[PAGE EXCERPT]:
########################################

BOONEVILLE, Ark. — A $7 million wrongful death lawsuit has been filed against the Arkansas Department of Health (ADH) and Booneville Human Development Center (BHDC) by the family of David Cains, who claims he was choked to death at the center.
"We're here because I personally spent the past 16 months trying to get answers," said Cains' sister Christine McAuliffe.
McAuliffe is working with attorney Josh Gillispie to get answers on how her brother died while outside of her family’s custody.
"He was 42 when he died," Gillispie said. “He suffered from severe intellectual disability. He resided at the Booneville Human Development Center for a little over 13 years."
According to an incident report and final investigation by the state, Cains had a “behavior incident” while at lunch at 11:30 a.m. and hit employees at the center. This allegedly caused them to restrain him. According to the report, Cains then began to vomit and later choked until he stopped breathing. McAuliffe believes the BHDC’s restraint led to her brother’s death.
“My brother didn’t deserve this,” McAuliffe said. “Nobody, no disabled person deserves to die at the hands that were paid to take care of them."
However, in June 2020, staff at BHDC told a different story. They said that while eating lunch, food got stuck in Cains’s throat and employees tried to get the food out but were unsuccessful. They say David later collapsed and became unresponsive.
The incident report says within one to two minutes, Logan County EMS was called and Cains was transported to the hospital where he died.

########################################

[INFORMATION SUPPLIED]:
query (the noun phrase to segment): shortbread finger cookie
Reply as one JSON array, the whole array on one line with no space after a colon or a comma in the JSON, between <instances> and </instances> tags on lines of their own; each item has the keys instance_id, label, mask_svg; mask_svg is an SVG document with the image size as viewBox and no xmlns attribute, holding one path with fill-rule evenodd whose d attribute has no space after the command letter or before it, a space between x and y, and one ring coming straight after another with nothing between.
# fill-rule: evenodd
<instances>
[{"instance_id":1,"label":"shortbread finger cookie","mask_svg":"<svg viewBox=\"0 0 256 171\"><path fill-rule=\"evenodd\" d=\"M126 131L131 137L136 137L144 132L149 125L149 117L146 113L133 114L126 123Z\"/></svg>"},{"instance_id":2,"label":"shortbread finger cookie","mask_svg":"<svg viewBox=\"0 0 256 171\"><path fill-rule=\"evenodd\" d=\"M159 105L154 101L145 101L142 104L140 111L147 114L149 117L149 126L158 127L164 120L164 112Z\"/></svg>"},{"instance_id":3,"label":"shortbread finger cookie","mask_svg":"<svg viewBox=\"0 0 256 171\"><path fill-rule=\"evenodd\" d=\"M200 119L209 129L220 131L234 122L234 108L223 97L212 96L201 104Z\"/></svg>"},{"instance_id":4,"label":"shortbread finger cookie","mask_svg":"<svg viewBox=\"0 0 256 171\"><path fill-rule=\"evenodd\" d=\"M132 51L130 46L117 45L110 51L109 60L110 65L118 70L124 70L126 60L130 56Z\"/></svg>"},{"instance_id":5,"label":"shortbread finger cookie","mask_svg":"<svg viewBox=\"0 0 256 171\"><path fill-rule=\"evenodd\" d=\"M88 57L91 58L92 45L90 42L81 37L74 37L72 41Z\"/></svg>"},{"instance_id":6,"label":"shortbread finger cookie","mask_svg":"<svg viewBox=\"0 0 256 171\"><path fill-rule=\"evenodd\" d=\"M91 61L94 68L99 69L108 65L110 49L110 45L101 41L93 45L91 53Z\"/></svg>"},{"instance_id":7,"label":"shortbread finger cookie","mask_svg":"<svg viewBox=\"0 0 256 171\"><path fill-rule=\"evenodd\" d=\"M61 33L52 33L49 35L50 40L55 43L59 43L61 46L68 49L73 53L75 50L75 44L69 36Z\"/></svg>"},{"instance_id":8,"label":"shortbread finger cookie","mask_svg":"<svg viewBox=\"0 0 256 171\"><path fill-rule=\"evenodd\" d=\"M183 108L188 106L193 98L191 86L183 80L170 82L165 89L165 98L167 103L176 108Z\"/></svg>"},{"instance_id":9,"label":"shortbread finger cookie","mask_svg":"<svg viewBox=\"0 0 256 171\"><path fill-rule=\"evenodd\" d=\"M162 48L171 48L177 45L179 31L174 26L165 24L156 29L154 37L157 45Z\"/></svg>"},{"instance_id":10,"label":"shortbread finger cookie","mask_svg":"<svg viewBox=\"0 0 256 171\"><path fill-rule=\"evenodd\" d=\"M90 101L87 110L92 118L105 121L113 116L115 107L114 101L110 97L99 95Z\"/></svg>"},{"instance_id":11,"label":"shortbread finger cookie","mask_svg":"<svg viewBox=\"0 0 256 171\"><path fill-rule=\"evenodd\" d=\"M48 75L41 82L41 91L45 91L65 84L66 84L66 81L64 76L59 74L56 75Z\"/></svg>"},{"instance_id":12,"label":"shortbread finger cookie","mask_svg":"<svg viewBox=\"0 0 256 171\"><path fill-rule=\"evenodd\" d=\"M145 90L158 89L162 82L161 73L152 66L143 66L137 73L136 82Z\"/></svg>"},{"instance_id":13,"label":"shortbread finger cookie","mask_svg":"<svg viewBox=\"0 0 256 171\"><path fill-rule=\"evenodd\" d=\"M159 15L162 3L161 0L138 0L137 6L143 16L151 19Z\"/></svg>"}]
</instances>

########################################

[YOUR OBJECTIVE]: Continue the news report on the Booneville wrongful death lawsuit, starting after its final sentence.

[RESPONSE BELOW]:
"That's unacceptable, to say the least," Gillispie said.
McAuliffe is still searching for answers on who is responsible for her brother's death and how it happened, which is why she is suing.
"The fact that it appears that they don’t seem to care that there was a death on the hands of staff members. We were lied to," McAuliffe said.
An investigation by DHS cleared all employees and the facility in Cains's death. But with similar incidents happening in 2015, the family is asking for more to be done.
"Nothing has changed there. The loss of David was not enough to get this place or DHS who operates it to make any changes to their policies. The loss of David was not enough," Gillispie said.
The employees involved in restraining Cains were placed on administrative leave after the incident, with there is no word if they are still employed at the facility.
Our Little Rock affiliate KTHV reached out for comment from DHS on the lawsuit but has not heard back.